Exercise set:
1. Return the passage of the Takotsubo cardiomyopathy abstract below, from "Introduction: Acute cardiac" up to and including "yet well defined).", copied word for word.
2. Carry the Takotsubo cardiomyopathy abstract below further, starting after its final sentence.

Selected extract:
****
Endocrine Abstracts (2015) 37 EP1311 | DOI: 10.1530/endoabs.37.EP1311

Takotsubo cardiomyopathy in a young woman with severe adrenal insufficiency and hypothyroidism

Aleksandra Kruszynska1, Jadwiga Slowinska-Srzednicka1 & Agata Popielarz-Grygalewicz2,3

1Department of Endocrinology, The Medical Centre of Postgraduate Education, Warsaw, Poland; 2Department of Cardiology, Bielanski Hospital, Warsaw, Poland; 3Department of Cardiology, Faculty of Physiotherapy, Warsaw Medical University, Warsaw, Poland.

Introduction: Acute cardiac insufficiency induced by stress (Takotsubo cardiomyopathy (TTC)) is a reversible cardiomyopathy induced by severe emotional stress or severe clinical conditions. It is characterised by transient left ventricular systolic dysfunction and electrocardiographic changes. This cardiomyopathy has been described in some severe neurological conditions and in patients with pheochromocytoma. To date, some cases of this cardiomyopathy have been described in patients with hyponatremia due to isolated secondary adrenal insufficiency or in a patient with both hypothyroidism and adrenal insufficiency. TTC has been known to be more prevalent in women (the role of sex and hormones is not yet well defined).
****
Supplied data:
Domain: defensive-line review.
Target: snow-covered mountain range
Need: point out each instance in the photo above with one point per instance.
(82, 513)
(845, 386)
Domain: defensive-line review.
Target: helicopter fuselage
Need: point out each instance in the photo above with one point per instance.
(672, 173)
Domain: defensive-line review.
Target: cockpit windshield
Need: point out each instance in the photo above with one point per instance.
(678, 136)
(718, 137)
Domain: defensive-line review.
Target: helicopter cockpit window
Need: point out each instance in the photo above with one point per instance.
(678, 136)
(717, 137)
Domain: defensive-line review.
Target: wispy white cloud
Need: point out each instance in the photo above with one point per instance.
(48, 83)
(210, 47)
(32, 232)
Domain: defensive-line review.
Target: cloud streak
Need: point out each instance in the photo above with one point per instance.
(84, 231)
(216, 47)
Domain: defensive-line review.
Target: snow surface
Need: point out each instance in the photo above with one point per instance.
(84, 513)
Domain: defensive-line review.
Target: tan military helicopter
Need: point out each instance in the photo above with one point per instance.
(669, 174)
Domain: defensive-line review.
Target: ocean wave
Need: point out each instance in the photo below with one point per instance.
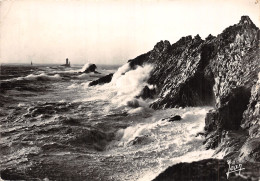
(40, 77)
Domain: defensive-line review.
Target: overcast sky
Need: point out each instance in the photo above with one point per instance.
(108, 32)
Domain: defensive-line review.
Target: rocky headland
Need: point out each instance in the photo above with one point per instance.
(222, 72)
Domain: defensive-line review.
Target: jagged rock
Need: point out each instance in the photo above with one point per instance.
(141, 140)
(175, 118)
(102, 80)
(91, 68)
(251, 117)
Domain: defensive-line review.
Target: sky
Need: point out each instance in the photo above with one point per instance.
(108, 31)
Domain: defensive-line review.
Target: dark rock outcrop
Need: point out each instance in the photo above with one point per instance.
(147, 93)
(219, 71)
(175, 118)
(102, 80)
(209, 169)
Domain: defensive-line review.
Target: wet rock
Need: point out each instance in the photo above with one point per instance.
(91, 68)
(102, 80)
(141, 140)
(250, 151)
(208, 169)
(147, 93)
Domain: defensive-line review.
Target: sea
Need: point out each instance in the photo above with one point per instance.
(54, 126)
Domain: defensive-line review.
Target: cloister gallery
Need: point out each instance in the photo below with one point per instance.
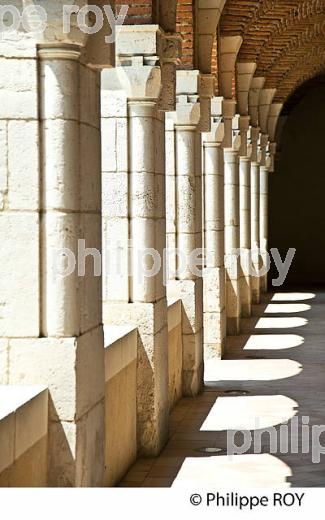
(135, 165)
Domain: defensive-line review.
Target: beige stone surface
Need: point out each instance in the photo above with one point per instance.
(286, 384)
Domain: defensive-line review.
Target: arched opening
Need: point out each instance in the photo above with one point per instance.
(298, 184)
****
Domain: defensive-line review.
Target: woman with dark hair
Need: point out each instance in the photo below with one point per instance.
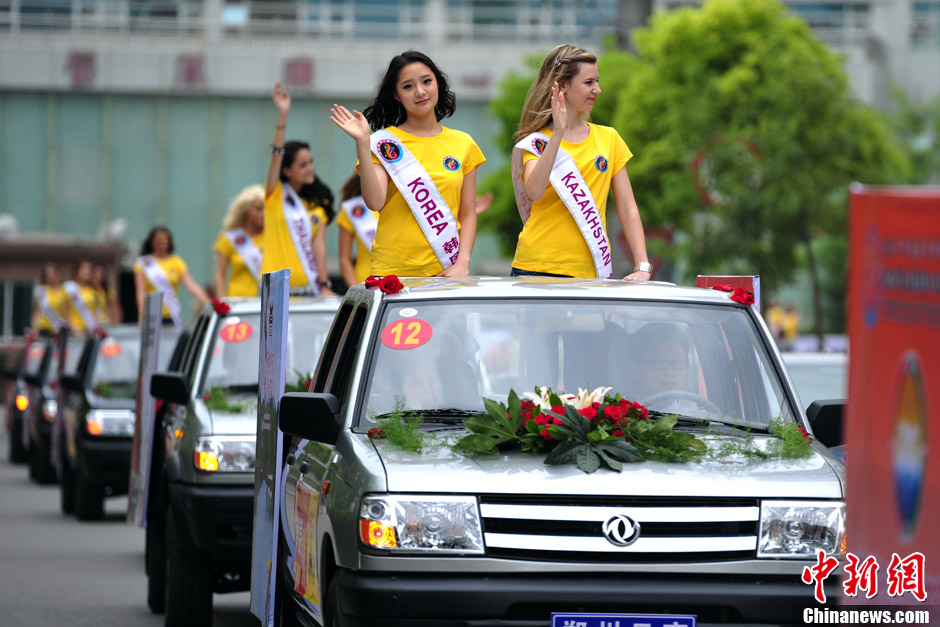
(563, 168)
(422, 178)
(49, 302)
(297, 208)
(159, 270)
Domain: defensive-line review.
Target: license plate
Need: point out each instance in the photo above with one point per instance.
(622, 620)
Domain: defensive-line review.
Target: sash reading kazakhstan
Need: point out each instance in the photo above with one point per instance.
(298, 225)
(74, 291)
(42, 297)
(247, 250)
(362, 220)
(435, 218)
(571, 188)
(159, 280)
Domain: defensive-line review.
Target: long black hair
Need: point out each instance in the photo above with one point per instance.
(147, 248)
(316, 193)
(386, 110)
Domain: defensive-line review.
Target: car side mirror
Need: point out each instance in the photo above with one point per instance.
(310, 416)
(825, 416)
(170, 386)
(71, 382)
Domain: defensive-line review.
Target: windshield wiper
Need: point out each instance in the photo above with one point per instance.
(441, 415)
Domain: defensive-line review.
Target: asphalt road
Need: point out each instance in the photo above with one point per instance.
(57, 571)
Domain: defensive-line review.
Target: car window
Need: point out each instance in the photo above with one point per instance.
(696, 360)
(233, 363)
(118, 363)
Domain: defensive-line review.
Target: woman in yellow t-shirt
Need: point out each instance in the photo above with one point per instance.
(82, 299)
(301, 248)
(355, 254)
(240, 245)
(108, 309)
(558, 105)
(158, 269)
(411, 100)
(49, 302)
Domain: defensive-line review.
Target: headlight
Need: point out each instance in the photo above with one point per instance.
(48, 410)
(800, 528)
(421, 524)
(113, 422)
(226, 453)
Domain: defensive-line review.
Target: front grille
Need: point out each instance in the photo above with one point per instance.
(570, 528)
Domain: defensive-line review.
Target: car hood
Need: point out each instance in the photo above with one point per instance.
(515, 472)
****
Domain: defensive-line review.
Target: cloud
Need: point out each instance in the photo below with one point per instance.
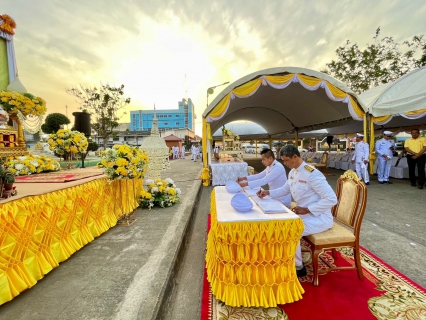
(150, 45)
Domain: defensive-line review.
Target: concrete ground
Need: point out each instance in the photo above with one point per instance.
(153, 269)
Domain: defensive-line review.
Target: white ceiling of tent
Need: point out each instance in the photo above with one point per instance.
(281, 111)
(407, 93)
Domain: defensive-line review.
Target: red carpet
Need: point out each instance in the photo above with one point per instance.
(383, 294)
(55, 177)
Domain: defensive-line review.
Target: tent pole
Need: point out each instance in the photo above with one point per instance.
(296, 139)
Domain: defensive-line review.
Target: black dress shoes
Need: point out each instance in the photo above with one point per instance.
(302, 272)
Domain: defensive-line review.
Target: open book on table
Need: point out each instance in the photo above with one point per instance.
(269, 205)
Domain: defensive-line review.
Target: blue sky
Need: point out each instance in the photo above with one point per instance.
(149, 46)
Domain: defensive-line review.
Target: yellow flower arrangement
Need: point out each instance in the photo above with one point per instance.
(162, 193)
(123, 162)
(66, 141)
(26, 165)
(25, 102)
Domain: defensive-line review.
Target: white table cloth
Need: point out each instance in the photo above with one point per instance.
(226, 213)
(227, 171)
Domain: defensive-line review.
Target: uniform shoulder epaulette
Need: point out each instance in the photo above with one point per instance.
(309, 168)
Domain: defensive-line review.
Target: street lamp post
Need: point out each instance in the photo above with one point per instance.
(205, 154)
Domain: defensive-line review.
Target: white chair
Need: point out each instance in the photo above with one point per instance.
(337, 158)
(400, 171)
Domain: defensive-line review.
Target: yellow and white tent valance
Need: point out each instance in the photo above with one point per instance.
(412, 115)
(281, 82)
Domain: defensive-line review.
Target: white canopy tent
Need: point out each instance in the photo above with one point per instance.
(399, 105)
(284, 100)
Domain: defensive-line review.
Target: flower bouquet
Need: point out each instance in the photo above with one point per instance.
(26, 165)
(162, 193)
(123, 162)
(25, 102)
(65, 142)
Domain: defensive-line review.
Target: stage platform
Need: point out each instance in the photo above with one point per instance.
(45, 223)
****
Written answers:
1.
Introduction: Acute cardiac insufficiency induced by stress (Takotsubo cardiomyopathy (TTC)) is a reversible cardiomyopathy induced by severe emotional stress or severe clinical conditions. It is characterised by transient left ventricular systolic dysfunction and electrocardiographic changes. This cardiomyopathy has been described in some severe neurological conditions and in patients with pheochromocytoma. To date, some cases of this cardiomyopathy have been described in patients with hyponatremia due to isolated secondary adrenal insufficiency or in a patient with both hypothyroidism and adrenal insufficiency. TTC has been known to be more prevalent in women (the role of sex and hormones is not yet well defined).

2.
Case report: We present a case of a 43-year-old woman with hypopituitarism, probably due to autoimmune hypophysitis with secondary hypothyroidism, secondary adrenal insufficiency, and hypogonadism as well as with primary hypothyroidism due to Hashimoto’s thyroiditis. The patient was treated for primary hypothyroidism, but her general condition suggested adrenal insufficiency. On admission, her plasma cortisol was 0 μg/dl, so she was treated immediately with hydrocortisone. As a routine examination, echocardiography was performed revealing ampulla cardiomyopathy. Electrocardiography showed T wave inversion in almost all leads. Two weeks after treatment with hydrocortisone and thyroxine, an echocardiographic examination showed recovered left ventricular wall motion and improvement in the ejection fraction and electrocardiography was normal. This is, to our knowledge, the first report of TTC due to hypothyroidism and adrenal insufficiency with no hyponatremia, no evident hypoglycemia and no evident catecholamine overproduction.

Conclusions: Adrenocortical failure is considered to be one of the triggering factors for ampulla cardiomyopathy. All patients with severe adrenal insufficiency should be screened for cardiomyopathy and first-line treatment in these cases consists of proper steroid substitution and careful monitoring of cardiac function.